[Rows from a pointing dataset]
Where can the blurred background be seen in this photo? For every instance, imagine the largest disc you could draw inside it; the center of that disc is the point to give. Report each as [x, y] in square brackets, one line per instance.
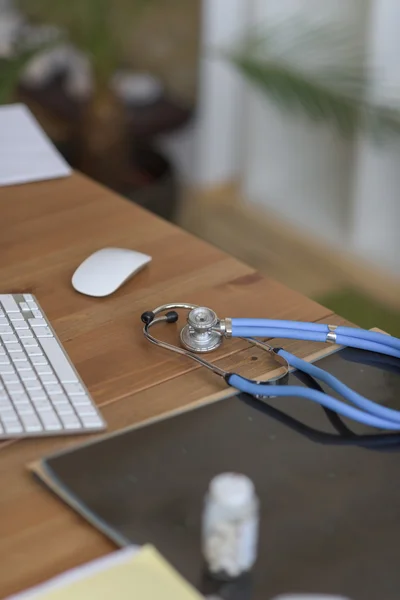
[269, 127]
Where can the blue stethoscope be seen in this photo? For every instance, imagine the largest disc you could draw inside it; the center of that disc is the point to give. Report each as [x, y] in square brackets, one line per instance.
[204, 332]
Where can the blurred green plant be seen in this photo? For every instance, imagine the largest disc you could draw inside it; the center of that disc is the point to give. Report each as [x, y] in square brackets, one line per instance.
[98, 28]
[10, 72]
[318, 71]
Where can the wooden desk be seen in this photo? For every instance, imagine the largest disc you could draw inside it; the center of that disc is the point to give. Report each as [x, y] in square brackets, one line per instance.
[46, 230]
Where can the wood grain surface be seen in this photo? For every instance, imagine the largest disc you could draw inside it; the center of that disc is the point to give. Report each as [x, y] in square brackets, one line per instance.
[46, 230]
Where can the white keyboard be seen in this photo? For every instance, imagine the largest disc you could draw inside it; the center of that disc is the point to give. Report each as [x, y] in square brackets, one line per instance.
[40, 391]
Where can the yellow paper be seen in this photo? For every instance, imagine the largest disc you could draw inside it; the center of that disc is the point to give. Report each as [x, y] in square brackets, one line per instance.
[144, 576]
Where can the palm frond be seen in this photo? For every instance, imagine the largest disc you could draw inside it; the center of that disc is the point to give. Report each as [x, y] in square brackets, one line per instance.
[317, 72]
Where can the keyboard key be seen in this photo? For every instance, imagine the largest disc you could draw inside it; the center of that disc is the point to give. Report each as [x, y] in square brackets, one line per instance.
[16, 317]
[42, 405]
[21, 400]
[43, 369]
[48, 378]
[43, 332]
[38, 395]
[9, 416]
[65, 410]
[5, 330]
[39, 360]
[14, 348]
[53, 388]
[19, 357]
[33, 351]
[10, 378]
[74, 389]
[24, 334]
[9, 337]
[81, 401]
[9, 304]
[31, 423]
[51, 424]
[58, 360]
[6, 369]
[20, 325]
[61, 400]
[38, 323]
[30, 343]
[13, 387]
[26, 410]
[33, 386]
[28, 375]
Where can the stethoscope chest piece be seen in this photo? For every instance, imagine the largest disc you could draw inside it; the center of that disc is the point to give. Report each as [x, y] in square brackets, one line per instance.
[199, 335]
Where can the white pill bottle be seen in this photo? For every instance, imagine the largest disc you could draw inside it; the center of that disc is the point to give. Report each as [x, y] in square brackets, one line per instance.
[230, 526]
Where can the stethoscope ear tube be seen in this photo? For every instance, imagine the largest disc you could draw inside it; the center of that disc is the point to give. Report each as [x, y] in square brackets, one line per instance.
[203, 322]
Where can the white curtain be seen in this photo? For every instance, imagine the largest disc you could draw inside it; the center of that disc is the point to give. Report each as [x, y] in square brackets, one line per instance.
[345, 192]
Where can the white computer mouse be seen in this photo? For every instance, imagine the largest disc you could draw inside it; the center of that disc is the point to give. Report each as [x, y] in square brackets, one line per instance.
[104, 271]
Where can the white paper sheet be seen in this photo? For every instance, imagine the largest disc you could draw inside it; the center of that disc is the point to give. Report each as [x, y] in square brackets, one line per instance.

**Instructions for the task**.
Please rewrite the listing above with every "largest disc" changed to "biggest circle" and everything else kept the same. Omit the pictures from your answer.

**Reply**.
Where can the blurred background be seen in this photo? For every instance, imagine the biggest circle you could draw inside it; the center of that disc is the point to give. Report each as [x, y] in square brackets, one line per instance.
[269, 127]
Where can the blue stethoscope be seen in this photo? For every instance, imagine the biggest circle you could draw inside it; the center of that disc is the point to give. Report each as [x, y] in square brackets, one line per instance.
[204, 332]
Where can the blurred green plant be seen in this photo? For every instance, imagine the biggest circle you could draw inside it; the center of that disc is the point to give. Report each as [x, y] in square brackets, one line per instance.
[98, 28]
[10, 72]
[318, 71]
Where can the wooden desk be seen in this photo? For every instance, imagine the biggest circle you could draw inside it; the center of that disc is the point to give. Report each as [x, y] in square brackets, one line per instance.
[46, 230]
Where can the wood grain surface be seen in this photo? For every instance, imagine the biggest circle you could draw inside it; the center of that disc is the point to give. Report each as [x, y] in square brackets, one line per instance.
[46, 230]
Where can the white keyboard be seen in this photo? For every instance, imagine the biggest circle you could draw inside it; the center of that disc is the point to give. Report each as [x, y] in square brackets, one line per instance.
[40, 391]
Where can the yellow paper be seen in this photo? For every instance, imagine the biggest circle you could draw inside it; the center of that disc is the point to give. Report each as [x, y] in square brackets, one line per instance.
[144, 576]
Where can the palm frond be seen in this photo? For every instance, imagine the biggest circle you could draw inside it; the center of that disc is the point to give. Report each as [x, y] in square brackets, one line per instance.
[317, 72]
Where can the keyboard key be seen in this photo? For every instance, imagine the biggest circle you could draw inside it; the center of that disc is the point to give. Report each as [x, y] in square brackets, one line per instance.
[16, 317]
[42, 405]
[21, 400]
[43, 369]
[48, 378]
[43, 332]
[38, 395]
[9, 416]
[65, 410]
[5, 330]
[39, 360]
[14, 348]
[53, 388]
[19, 357]
[33, 351]
[10, 378]
[74, 389]
[24, 334]
[9, 337]
[81, 401]
[9, 304]
[31, 423]
[51, 424]
[58, 360]
[6, 369]
[20, 325]
[61, 400]
[38, 323]
[30, 343]
[13, 387]
[26, 410]
[33, 386]
[28, 375]
Where can the stethoscope chest piece be seen in this photo? For every instance, imagine the biggest circle you could draw inside it; the center of that disc is the point to give. Report each as [x, y] in square brackets, one line per instance.
[199, 335]
Where can the white pill bottle be seen in this photo? For every instance, imagine the biggest circle you could draw inside it; the center of that disc is the point to give. Report each as [x, y] in square brackets, one line per instance.
[230, 526]
Where can the stethoscope ear tube be seen in this photo? For every instance, imagine the biggest circle you could draw inside it; the center of that disc is the point to give. Report each as [x, y] in square brackets, one line per instance.
[203, 322]
Where can the white curtain be seen in this photo? For every instance, imagine the biggest circle you could draw inside it; the center of that disc is the point to give. Report each as [x, y] in square brackets, one line per instance.
[345, 192]
Where can the white computer mouse be seen in this photo? For every instance, imagine the biggest circle you could draw inside it; the center of that disc is the point to give. Report each as [x, y] in square brackets, one line per instance.
[104, 271]
Where can the white paper sheet be seen in this photo? For every instance, imagine the biggest circle you could draw inside it; the center of that disc is the point to give. Report each as [x, y] in square brackets, one line per instance.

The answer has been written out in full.